*Exercise prompt:* Transcribe the records below exactly as written, from the opening line through the line that contains "written like (34,186).".

*Records shown:*

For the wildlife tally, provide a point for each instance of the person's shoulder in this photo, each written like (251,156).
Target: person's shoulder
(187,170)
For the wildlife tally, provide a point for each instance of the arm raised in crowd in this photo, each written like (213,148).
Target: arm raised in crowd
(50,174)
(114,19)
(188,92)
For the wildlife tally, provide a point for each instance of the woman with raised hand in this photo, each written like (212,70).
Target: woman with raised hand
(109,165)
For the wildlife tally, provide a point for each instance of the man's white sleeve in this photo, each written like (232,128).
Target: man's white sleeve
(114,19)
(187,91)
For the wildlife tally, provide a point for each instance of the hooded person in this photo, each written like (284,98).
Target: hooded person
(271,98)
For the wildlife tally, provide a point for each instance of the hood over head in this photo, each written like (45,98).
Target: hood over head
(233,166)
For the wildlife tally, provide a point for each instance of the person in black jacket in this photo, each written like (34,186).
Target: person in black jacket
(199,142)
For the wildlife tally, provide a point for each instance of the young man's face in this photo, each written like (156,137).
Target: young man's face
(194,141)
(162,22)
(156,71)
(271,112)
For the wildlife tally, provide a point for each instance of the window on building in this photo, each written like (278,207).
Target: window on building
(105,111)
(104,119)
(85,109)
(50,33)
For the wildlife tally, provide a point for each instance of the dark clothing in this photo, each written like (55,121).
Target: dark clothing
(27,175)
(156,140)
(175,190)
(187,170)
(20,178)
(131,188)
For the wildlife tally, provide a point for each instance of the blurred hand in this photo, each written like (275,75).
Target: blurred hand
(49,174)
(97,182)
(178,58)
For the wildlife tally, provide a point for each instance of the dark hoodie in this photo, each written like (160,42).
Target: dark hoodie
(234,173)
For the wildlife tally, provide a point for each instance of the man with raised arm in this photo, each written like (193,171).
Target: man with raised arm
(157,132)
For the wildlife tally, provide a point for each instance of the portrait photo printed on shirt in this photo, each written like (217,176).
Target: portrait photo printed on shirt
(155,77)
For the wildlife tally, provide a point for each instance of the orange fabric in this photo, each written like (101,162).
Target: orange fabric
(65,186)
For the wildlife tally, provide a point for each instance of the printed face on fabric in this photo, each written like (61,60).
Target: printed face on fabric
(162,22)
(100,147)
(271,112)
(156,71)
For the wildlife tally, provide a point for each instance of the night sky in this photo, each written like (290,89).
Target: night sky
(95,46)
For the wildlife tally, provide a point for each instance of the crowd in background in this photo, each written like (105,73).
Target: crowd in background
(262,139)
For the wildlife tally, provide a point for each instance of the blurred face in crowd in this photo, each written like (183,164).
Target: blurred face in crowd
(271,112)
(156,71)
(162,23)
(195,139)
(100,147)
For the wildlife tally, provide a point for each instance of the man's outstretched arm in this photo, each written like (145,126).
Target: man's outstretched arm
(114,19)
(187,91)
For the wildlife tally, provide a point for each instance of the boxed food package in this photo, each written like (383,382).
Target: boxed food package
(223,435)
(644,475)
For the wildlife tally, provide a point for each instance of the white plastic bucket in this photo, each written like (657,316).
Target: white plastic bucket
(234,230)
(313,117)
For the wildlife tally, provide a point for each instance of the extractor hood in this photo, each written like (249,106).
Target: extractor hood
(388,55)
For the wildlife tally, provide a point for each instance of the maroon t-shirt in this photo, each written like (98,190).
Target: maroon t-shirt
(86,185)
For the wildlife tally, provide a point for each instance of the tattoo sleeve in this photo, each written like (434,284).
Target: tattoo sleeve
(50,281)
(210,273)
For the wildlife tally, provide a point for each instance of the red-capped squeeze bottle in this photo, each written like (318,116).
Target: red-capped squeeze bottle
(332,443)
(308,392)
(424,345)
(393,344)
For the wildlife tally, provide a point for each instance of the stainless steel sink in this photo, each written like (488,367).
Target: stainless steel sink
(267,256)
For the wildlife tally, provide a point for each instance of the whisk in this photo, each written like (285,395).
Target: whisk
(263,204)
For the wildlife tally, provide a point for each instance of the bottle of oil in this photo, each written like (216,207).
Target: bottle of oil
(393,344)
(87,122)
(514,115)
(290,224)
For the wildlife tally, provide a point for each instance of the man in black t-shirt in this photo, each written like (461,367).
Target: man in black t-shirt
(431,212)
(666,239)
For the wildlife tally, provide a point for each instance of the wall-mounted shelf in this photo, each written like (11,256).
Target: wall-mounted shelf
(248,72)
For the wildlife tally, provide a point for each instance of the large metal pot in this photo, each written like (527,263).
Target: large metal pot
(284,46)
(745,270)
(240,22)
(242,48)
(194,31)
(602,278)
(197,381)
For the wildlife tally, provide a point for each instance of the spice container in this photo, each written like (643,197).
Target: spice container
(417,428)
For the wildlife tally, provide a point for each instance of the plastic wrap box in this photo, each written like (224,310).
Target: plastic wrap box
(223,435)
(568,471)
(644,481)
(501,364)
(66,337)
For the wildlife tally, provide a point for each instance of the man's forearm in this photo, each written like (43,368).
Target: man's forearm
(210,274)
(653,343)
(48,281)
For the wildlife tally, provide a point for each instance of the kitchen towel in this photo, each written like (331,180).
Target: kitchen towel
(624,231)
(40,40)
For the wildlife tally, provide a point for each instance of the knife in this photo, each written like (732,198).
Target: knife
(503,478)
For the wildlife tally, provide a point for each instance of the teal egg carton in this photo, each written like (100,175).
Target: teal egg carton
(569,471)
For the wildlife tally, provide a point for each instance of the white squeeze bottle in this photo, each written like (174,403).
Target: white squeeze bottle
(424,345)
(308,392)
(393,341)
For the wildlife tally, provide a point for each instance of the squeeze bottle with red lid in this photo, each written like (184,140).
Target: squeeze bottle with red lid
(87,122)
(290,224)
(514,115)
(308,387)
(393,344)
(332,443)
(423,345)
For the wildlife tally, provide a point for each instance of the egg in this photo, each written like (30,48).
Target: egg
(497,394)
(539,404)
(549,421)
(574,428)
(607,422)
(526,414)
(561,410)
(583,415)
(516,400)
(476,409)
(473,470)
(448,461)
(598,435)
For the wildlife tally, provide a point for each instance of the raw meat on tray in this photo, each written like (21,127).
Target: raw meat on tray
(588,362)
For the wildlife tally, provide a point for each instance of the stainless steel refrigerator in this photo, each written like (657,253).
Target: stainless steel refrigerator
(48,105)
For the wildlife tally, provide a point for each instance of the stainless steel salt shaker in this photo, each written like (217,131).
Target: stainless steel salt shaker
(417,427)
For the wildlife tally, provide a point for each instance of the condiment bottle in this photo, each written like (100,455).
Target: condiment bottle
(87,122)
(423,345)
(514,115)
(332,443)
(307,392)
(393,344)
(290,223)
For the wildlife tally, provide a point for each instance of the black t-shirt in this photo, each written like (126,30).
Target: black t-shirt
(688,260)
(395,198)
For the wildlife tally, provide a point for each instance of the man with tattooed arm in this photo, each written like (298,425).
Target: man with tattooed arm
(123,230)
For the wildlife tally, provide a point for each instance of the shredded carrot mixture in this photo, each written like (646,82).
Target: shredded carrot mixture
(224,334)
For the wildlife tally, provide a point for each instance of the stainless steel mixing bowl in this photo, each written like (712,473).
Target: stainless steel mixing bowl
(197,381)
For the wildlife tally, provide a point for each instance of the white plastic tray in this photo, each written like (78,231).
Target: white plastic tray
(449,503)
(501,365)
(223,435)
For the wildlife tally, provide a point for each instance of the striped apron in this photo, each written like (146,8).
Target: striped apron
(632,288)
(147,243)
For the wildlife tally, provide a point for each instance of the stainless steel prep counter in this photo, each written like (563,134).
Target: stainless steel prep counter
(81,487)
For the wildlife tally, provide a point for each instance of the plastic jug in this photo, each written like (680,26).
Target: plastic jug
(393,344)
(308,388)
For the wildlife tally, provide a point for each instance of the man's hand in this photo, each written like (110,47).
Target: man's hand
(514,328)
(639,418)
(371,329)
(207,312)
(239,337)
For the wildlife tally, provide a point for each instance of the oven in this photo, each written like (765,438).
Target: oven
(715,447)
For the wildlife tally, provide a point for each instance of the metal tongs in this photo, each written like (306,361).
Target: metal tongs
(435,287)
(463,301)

*Response:*
For the wildlife tally, provide a point for each instance of the person's shoulder in this photo, each written like (251,156).
Target: person's shoulder
(187,170)
For the wildlife tally, provide a point for each instance of the arm raised in crowd in this photo, each written like (213,148).
Target: arm raised in crowd
(50,174)
(114,19)
(188,92)
For the wildlife tally, provide a point for each instance of the woman with raised hand in this photo, each written like (212,70).
Target: woman with raised hand
(109,165)
For the wildlife tally, provide a point for each instance of the man's white sleeve in this photo, each written like (232,128).
Target: man's white sleeve
(114,19)
(187,91)
For the wildlife tally, provide a point for each instance of the hooded person in this photo, each written like (284,98).
Target: hooded person
(271,98)
For the wildlife tally, provide a point for each instance of the hood over head in this photo, each written like (45,98).
Target: hood over head
(233,166)
For the wildlife tally, provide a point for each instance of the person in black jacket in this photo, each written like (34,186).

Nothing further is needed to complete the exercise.